## SET OF TASKS
**A)** According to the exam probability thread, how many correct answers does Raul need to get a grade above 75%?
**B)** From the exam probability thread, copy out the stretch from "For Part A it's" through "more answers right." word for word.

Question

An exam has two parts. Raul has probability .9 of answering a question from part A correctly and .7 of answering a question from part B correctly. What is the probability that Raul's grade is greater than 75%?

Part A contains 25 questions and part B contains 36 questions. Assume that answering each question correctly are independent events.

Answer 1

I got roughly 76.3%

Explanation:

Let's first of all see that we have binomial probabilities with answering Part A and Part B of the exam. The general form of a binomial probability is:

`sum_(k=0)^(n)C_(n,k)(p)^k((~p)^(n-k))`

For Part A it's `sum_(k=0)^(25)C_(25,k)(.9)^k((.1)^(25-k))`

and for Part B: `sum_(k=0)^(36)C_(36,k)(.7)^k((.3)^(25-k))`

When we sum up the summations, we end up with 1 for both Part A and Part B - in essence, the entirety of the probability results.

What we're looking for are combinations of results where Raul ends up with greater than a 75% mark. Each question appears to be worth the same, and so he needs to get:

`0.75=x/(25+36)=>x=45.75 -> 46`

and so he needs to get 46 or more right to achieve the needed score. And so we will multiply results from Part A and Part B that will get us to 46 or more answers right.

This means that if Raul gets all of Part A right (25 questions), he can get at least 21 Part B questions right and be ok:

`(("Part A right","Part B at least right","multipications"),(25,21,16),(24,22,15),(vdots,vdots,vdots),(10,36,1))`

for a total of 136 multiplications. Which I'll do on a separate spreadsheet.

I got roughly 76.3%

Some records
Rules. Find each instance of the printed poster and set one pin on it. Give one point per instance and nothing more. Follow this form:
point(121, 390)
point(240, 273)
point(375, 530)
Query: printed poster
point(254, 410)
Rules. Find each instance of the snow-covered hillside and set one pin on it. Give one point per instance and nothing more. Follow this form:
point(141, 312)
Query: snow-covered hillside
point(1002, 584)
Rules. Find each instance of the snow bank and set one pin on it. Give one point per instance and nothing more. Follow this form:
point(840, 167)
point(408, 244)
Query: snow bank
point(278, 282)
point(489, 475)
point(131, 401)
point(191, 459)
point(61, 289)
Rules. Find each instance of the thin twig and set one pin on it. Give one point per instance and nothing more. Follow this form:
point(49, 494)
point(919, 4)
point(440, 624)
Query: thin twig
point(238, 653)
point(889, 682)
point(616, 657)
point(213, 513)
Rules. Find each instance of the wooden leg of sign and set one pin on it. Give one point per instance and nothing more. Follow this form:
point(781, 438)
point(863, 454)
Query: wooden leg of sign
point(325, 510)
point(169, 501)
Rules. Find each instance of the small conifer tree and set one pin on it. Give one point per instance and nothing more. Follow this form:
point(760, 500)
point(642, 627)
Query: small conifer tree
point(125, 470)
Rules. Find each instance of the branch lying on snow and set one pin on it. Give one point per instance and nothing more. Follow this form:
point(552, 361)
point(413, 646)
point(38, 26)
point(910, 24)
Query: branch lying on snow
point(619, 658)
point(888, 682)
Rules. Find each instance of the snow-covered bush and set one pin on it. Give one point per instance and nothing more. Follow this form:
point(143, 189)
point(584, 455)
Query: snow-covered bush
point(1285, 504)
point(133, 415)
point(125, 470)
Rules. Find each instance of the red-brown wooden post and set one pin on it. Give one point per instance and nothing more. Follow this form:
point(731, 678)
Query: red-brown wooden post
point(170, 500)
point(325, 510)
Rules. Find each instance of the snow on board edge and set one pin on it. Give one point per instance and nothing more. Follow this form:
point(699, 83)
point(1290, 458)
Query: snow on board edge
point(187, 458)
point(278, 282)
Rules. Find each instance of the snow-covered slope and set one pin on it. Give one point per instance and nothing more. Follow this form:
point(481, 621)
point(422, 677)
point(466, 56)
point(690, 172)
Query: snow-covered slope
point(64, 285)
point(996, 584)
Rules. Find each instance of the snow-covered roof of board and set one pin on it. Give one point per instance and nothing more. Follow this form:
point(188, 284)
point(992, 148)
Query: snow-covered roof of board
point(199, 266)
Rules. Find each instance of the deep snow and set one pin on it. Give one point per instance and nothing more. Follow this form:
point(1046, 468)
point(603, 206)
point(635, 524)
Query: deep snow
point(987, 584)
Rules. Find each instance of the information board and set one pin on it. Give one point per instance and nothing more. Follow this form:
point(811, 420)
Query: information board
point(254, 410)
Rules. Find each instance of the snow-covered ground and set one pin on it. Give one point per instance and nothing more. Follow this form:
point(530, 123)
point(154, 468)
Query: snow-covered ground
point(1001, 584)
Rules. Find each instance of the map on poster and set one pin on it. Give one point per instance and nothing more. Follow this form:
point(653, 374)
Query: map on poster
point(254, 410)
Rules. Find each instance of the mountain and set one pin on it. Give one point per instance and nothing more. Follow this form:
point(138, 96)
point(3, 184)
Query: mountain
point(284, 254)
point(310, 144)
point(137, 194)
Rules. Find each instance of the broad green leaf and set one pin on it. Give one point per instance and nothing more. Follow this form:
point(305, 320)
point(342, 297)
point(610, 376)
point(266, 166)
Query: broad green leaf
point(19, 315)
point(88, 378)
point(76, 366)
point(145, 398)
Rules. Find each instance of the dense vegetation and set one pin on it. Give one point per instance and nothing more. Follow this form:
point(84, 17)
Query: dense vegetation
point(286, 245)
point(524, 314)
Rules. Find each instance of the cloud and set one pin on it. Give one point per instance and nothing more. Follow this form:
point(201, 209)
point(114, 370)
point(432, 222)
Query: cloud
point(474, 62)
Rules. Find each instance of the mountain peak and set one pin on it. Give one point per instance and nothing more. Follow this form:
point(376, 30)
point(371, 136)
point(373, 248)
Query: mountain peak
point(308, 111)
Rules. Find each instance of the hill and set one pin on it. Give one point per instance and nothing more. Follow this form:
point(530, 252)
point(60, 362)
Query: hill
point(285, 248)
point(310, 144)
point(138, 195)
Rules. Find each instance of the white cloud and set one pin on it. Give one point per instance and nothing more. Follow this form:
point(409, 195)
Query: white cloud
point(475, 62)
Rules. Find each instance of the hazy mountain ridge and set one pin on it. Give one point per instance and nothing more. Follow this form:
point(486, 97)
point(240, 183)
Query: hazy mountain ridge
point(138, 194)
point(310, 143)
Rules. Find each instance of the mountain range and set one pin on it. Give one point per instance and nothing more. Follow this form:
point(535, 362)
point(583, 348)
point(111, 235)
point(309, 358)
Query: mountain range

## LIST OF SOLUTIONS
**A)** He needs 46 or more correct answers.

**B)**
For Part A it's `sum_(k=0)^(25)C_(25,k)(.9)^k((.1)^(25-k))`

and for Part B: `sum_(k=0)^(36)C_(36,k)(.7)^k((.3)^(25-k))`

When we sum up the summations, we end up with 1 for both Part A and Part B - in essence, the entirety of the probability results.

What we're looking for are combinations of results where Raul ends up with greater than a 75% mark. Each question appears to be worth the same, and so he needs to get:

`0.75=x/(25+36)=>x=45.75 -> 46`

and so he needs to get 46 or more right to achieve the needed score. And so we will multiply results from Part A and Part B that will get us to 46 or more answers right.